BEGIN TEXT SECTION

CCI’s PENALTY ON GOOGLE: ANALYSING ANDROID'S ANTI-COMPETITIVE AGREEMENTS
The post is authored by Kunwar Arpit Singh, a 5th year B.A. LL.B. (Hons.) student at the Christ University, Bangalore.
The Competition Commission of India (“CCI”) issued an order in October 2022 penalising Google INR 1337.76 crore for violations of provisions under the Competition Act, 2002 (“the Act”) for abusing its dominant position in the Android device market and ecosystem. The NCLAT has largely agreed to the CCI’s ruling and upheld the penalty; however, certain directions of the CCI have been set aside. CCI’s penalty on Google comes after the European Court of Justice (ECJ) approved the European Commission’s (“EC”) ruling on penalising Google on the same subject of abuse of dominance in the Android ecosystem. The author has analysed the anti-competitive agreements presently enforced by Google based on their technical merits and has analysed the rulings of the CCI, ECJ, and NCLAT along with their probable outcomes on Operating Systems (“OS”) and the smartphone market.

END TEXT SECTION

• WHAT YOU HAVE TO DO: According to the post on the CCI's penalty on Google, what amount did the Competition Commission of India impose on Google in its October 2022 order?

BEGIN DATA SECTION

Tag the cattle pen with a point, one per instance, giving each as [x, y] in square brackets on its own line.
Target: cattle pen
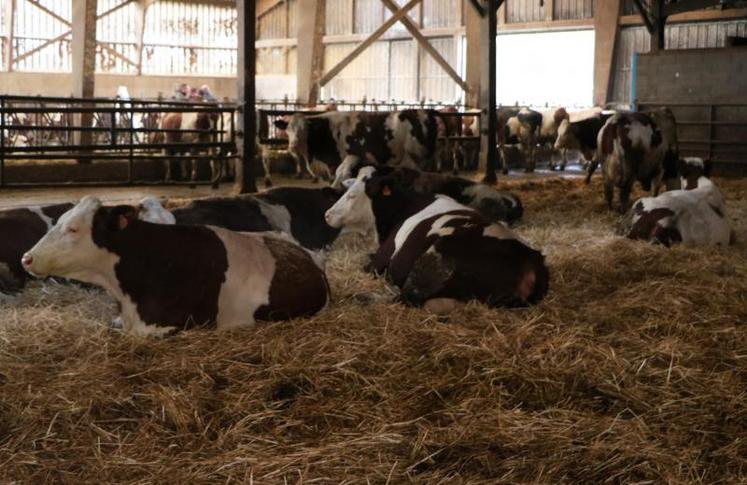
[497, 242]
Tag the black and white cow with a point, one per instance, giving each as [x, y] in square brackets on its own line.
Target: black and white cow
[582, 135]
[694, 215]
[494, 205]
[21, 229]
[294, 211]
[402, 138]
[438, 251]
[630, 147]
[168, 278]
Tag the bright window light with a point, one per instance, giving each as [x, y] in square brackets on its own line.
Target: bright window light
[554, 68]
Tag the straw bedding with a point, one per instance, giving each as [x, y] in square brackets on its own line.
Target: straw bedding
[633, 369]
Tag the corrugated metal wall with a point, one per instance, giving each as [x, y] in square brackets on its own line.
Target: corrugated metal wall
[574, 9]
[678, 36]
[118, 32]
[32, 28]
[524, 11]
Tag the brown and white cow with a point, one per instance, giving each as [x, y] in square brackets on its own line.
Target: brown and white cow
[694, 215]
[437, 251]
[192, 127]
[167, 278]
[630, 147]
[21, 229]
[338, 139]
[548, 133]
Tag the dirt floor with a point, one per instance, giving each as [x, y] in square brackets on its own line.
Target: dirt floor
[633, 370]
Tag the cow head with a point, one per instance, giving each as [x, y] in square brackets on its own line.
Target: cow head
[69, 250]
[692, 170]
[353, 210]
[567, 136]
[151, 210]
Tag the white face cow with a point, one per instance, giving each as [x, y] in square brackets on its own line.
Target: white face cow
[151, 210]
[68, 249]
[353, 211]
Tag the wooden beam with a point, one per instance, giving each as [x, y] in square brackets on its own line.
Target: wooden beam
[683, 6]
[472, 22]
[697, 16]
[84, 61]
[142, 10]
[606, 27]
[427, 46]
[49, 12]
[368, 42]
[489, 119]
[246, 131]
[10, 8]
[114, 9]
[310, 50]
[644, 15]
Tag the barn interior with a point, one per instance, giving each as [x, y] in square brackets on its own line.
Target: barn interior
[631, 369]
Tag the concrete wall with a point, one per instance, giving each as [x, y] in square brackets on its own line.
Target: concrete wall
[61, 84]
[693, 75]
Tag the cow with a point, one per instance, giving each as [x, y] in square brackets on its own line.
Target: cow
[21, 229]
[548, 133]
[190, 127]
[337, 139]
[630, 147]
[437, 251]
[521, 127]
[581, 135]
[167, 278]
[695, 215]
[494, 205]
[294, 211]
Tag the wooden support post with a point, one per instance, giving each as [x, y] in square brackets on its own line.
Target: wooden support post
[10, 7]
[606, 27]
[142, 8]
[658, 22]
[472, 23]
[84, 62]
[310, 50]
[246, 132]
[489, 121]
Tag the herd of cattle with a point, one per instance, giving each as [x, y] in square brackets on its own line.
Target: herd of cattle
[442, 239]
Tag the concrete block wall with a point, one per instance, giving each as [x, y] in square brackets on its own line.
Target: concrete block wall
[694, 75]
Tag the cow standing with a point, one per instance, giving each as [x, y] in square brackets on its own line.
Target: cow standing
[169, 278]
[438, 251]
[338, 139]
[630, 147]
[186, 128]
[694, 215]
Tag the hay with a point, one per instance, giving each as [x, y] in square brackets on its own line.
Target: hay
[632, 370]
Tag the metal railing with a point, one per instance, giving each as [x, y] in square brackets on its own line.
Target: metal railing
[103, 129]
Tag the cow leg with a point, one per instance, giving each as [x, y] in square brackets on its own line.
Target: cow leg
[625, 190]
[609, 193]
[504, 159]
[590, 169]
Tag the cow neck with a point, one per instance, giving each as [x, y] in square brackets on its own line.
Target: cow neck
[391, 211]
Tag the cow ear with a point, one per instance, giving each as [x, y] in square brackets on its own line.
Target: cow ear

END DATA SECTION

• CORRECT ANSWER: INR 1337.76 crore